Each line holding the string "coat" is to be copied from the data.

────────────────────

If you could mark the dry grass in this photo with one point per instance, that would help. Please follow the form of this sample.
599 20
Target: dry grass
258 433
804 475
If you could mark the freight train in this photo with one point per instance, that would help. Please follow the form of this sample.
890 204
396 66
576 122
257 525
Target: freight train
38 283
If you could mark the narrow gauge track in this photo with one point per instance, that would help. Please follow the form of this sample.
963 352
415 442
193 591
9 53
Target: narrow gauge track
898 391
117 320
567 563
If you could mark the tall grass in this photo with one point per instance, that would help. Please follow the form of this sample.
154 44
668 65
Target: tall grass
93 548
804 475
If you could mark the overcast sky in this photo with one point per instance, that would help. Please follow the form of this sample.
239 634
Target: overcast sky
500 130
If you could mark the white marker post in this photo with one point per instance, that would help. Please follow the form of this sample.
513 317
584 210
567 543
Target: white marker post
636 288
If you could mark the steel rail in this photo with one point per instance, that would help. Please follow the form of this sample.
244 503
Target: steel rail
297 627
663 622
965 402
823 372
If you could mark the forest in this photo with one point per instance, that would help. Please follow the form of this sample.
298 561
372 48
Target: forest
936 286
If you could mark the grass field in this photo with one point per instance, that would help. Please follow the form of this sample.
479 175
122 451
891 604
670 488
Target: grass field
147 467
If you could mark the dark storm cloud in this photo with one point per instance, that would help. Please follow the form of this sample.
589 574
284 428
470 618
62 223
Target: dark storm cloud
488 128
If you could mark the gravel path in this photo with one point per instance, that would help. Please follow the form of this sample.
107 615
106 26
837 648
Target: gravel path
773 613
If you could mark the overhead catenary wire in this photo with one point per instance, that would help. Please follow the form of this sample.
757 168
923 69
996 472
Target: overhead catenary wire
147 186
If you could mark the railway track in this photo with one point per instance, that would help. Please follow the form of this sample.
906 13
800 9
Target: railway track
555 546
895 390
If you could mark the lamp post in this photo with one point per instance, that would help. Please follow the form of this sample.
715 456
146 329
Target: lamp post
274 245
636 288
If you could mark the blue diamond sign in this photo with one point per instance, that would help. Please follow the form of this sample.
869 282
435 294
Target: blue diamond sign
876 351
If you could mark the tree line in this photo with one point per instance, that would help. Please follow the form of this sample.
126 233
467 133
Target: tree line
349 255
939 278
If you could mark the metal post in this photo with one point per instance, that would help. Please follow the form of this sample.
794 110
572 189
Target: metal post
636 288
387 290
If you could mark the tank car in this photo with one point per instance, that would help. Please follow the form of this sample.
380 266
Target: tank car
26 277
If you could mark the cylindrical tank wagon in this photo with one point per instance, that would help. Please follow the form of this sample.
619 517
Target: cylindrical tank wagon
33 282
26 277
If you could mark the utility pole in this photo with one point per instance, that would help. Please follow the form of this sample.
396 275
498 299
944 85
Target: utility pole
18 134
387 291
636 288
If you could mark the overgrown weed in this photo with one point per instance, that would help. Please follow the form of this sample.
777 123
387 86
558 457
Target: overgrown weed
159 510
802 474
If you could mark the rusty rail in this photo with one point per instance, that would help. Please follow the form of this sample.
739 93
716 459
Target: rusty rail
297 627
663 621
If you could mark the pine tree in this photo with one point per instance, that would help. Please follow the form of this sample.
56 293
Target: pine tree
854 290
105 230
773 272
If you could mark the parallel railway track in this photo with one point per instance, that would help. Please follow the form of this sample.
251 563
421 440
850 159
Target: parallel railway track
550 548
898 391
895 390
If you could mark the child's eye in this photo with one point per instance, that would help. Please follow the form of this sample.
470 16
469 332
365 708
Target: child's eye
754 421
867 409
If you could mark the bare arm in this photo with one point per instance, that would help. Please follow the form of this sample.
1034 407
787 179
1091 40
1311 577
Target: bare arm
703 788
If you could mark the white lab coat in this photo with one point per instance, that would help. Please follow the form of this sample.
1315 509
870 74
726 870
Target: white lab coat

────────────────────

Output of the exercise:
If you could mark the white lab coat in this photo with one point per instance, that would help. Please follow the form of this sample.
Target: white lab coat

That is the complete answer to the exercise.